_TASK STATEMENT:_ Turn each line of the rows below into a JSON list of strings, one string per line, with blank lines skipped. Leave the pictures out of the list.

-- start of THE DATA --

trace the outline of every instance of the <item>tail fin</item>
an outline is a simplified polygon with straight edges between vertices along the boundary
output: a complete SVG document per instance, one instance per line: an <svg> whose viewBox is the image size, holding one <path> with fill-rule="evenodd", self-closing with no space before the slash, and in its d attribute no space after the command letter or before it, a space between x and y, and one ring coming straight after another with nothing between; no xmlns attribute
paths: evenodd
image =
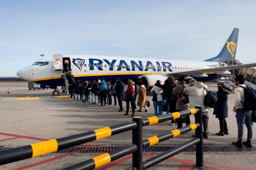
<svg viewBox="0 0 256 170"><path fill-rule="evenodd" d="M239 29L234 28L231 34L227 39L218 55L204 61L218 62L220 61L235 59L236 53L239 32Z"/></svg>

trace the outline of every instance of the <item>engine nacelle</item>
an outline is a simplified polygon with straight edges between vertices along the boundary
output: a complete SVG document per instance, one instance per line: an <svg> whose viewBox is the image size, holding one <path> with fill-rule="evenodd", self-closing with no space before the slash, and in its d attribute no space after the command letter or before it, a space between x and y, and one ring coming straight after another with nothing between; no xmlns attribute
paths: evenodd
<svg viewBox="0 0 256 170"><path fill-rule="evenodd" d="M144 75L141 76L141 80L144 83L147 89L150 86L154 86L157 80L160 80L161 84L163 84L165 80L168 78L168 76L157 74Z"/></svg>

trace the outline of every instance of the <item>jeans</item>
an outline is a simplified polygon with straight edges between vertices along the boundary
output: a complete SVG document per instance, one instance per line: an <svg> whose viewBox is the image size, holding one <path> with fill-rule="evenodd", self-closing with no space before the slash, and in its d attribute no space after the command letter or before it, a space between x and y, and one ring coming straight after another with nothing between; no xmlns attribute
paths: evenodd
<svg viewBox="0 0 256 170"><path fill-rule="evenodd" d="M169 114L170 113L170 109L169 108L169 102L170 100L169 99L166 98L166 114Z"/></svg>
<svg viewBox="0 0 256 170"><path fill-rule="evenodd" d="M114 105L116 105L116 95L114 96Z"/></svg>
<svg viewBox="0 0 256 170"><path fill-rule="evenodd" d="M121 98L123 96L123 94L121 94L116 95L116 97L117 97L117 100L118 101L118 105L120 106L120 108L119 109L120 110L123 110L122 108L122 101Z"/></svg>
<svg viewBox="0 0 256 170"><path fill-rule="evenodd" d="M218 118L218 119L220 122L220 131L221 132L227 132L228 130L226 119L221 117Z"/></svg>
<svg viewBox="0 0 256 170"><path fill-rule="evenodd" d="M103 105L103 100L104 101L104 105L106 105L106 96L107 96L107 90L103 90L100 93L100 102L102 105Z"/></svg>
<svg viewBox="0 0 256 170"><path fill-rule="evenodd" d="M245 124L247 131L247 140L251 140L253 138L253 126L251 122L252 111L244 109L237 109L236 116L238 127L238 140L243 140L244 125Z"/></svg>
<svg viewBox="0 0 256 170"><path fill-rule="evenodd" d="M100 95L99 94L99 93L97 94L97 96L98 97L98 102L99 102L99 104L100 103Z"/></svg>
<svg viewBox="0 0 256 170"><path fill-rule="evenodd" d="M177 111L179 112L183 110L177 110ZM180 118L178 118L177 119L177 124L178 125L177 128L182 128L182 117L180 117ZM190 117L189 116L186 116L186 125L188 126L189 125L190 125Z"/></svg>
<svg viewBox="0 0 256 170"><path fill-rule="evenodd" d="M129 107L130 106L130 102L131 102L131 110L132 113L135 113L135 107L134 107L134 95L126 95L126 113L129 112Z"/></svg>
<svg viewBox="0 0 256 170"><path fill-rule="evenodd" d="M96 96L95 95L95 94L94 94L94 93L92 93L91 96L92 97L92 99L91 99L92 102L93 103L93 102L96 102ZM93 100L93 98L94 98L94 100Z"/></svg>
<svg viewBox="0 0 256 170"><path fill-rule="evenodd" d="M163 104L162 104L162 101L153 101L153 105L154 106L154 116L157 116L162 115ZM158 108L158 112L157 112L157 107Z"/></svg>
<svg viewBox="0 0 256 170"><path fill-rule="evenodd" d="M88 97L88 101L90 102L90 96L92 95L92 91L89 91L89 96Z"/></svg>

-- end of THE DATA --

_FINAL RESULT:_
[
  "trace the outline of every instance of the <item>tail fin</item>",
  "an outline is a simplified polygon with straight edges between vertices along the boundary",
  "output: a complete SVG document per instance, one instance per line: an <svg> whose viewBox is the image size, holding one <path> with fill-rule=\"evenodd\", self-closing with no space before the slash, and in its d attribute no space after the command letter or before it, a space between x and y, and one ring coming straight after another with nothing between; no xmlns attribute",
  "paths: evenodd",
  "image =",
  "<svg viewBox=\"0 0 256 170\"><path fill-rule=\"evenodd\" d=\"M239 29L234 28L231 34L227 39L218 55L204 61L218 62L220 61L235 59L236 53L239 32Z\"/></svg>",
  "trace the outline of every instance of the <item>engine nacelle</item>",
  "an outline is a simplified polygon with straight edges between vertices along the boundary",
  "output: a complete SVG document per instance, one instance per line: an <svg> whose viewBox is the image size, holding one <path> with fill-rule=\"evenodd\", self-closing with no space before the slash, and in its d attribute no space after the command letter or before it, a space between x and y, and one ring coming straight after another with nothing between; no xmlns attribute",
  "paths: evenodd",
  "<svg viewBox=\"0 0 256 170\"><path fill-rule=\"evenodd\" d=\"M144 75L141 76L141 80L144 83L147 89L150 86L154 86L157 80L160 80L161 84L163 84L165 80L168 78L168 76L157 74Z\"/></svg>",
  "trace the outline of every instance of the <item>jeans</item>",
  "an outline is a simplified polygon with straight edges between vertices along the boundary",
  "output: a complete SVG document per instance, one instance per line: an <svg> whose viewBox is the image size, holding one <path> with fill-rule=\"evenodd\", self-closing with no space before the slash, and in its d attribute no space after the command letter or before it, a space between x and y, and one ring coming straight after another with nothing between; no xmlns attribute",
  "paths: evenodd",
  "<svg viewBox=\"0 0 256 170\"><path fill-rule=\"evenodd\" d=\"M169 114L170 113L170 109L169 108L169 102L170 100L169 99L166 98L166 114Z\"/></svg>",
  "<svg viewBox=\"0 0 256 170\"><path fill-rule=\"evenodd\" d=\"M114 105L116 105L116 95L114 96Z\"/></svg>",
  "<svg viewBox=\"0 0 256 170\"><path fill-rule=\"evenodd\" d=\"M121 98L123 96L123 94L121 94L116 95L116 97L117 97L117 100L118 101L118 105L120 106L120 108L119 109L120 110L123 110L122 108L122 101Z\"/></svg>",
  "<svg viewBox=\"0 0 256 170\"><path fill-rule=\"evenodd\" d=\"M218 118L218 119L220 122L220 131L221 132L227 132L228 130L226 119L221 117Z\"/></svg>",
  "<svg viewBox=\"0 0 256 170\"><path fill-rule=\"evenodd\" d=\"M103 105L103 100L104 101L104 105L106 105L106 96L107 96L107 90L103 90L100 93L100 102L102 105Z\"/></svg>",
  "<svg viewBox=\"0 0 256 170\"><path fill-rule=\"evenodd\" d=\"M245 124L247 131L247 140L251 140L253 138L253 126L251 122L252 111L244 109L237 109L236 116L238 127L238 140L243 140L244 125Z\"/></svg>",
  "<svg viewBox=\"0 0 256 170\"><path fill-rule=\"evenodd\" d=\"M100 95L99 94L99 93L97 94L97 96L98 97L98 102L99 102L99 104L100 103Z\"/></svg>",
  "<svg viewBox=\"0 0 256 170\"><path fill-rule=\"evenodd\" d=\"M177 111L179 112L183 110L177 110ZM180 118L178 118L177 119L177 124L178 125L177 128L182 128L182 117L180 117ZM190 117L189 116L186 116L186 125L188 126L189 125L190 125Z\"/></svg>",
  "<svg viewBox=\"0 0 256 170\"><path fill-rule=\"evenodd\" d=\"M129 107L130 106L130 102L131 102L131 110L132 113L135 113L135 107L134 107L134 95L126 95L126 113L129 112Z\"/></svg>",
  "<svg viewBox=\"0 0 256 170\"><path fill-rule=\"evenodd\" d=\"M96 96L95 95L95 94L94 94L94 93L92 93L91 96L92 97L92 99L91 99L92 102L93 103L93 102L96 102ZM93 100L93 98L94 98L94 100Z\"/></svg>",
  "<svg viewBox=\"0 0 256 170\"><path fill-rule=\"evenodd\" d=\"M163 104L162 104L162 101L153 101L153 105L154 106L154 116L157 116L162 115ZM158 108L158 112L157 112L157 107Z\"/></svg>",
  "<svg viewBox=\"0 0 256 170\"><path fill-rule=\"evenodd\" d=\"M88 97L88 101L90 102L90 96L92 95L92 91L89 91L89 96Z\"/></svg>"
]